### Exercise goal
Put each line of the entries below into a Markdown table with the columns "Row" and "Line", numbering the rows and skipping blank lines. Leave the pictures out of the table.

### Lines of data
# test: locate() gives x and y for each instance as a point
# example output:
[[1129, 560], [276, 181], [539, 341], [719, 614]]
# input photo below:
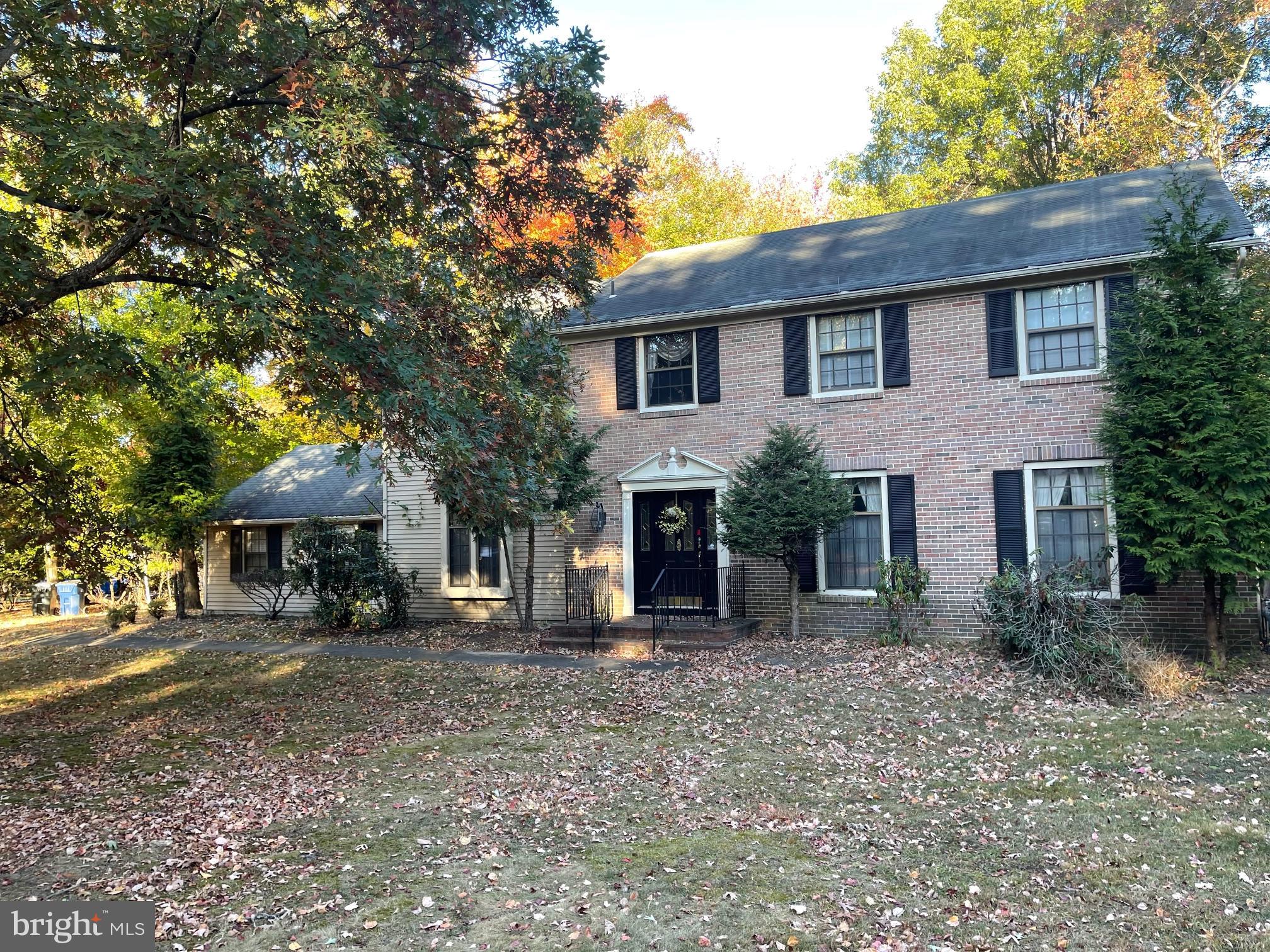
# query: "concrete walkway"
[[387, 653]]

### Reply
| Row | Line |
|---|---|
| 1 | # test: locate() gives x and y for each instance as a point |
| 2 | # example output: |
| 3 | [[1129, 560], [276, 181], [539, 341], [719, 614]] |
| 4 | # input photo below: |
| 5 | # query: "concrete walkway" |
| 6 | [[387, 653]] |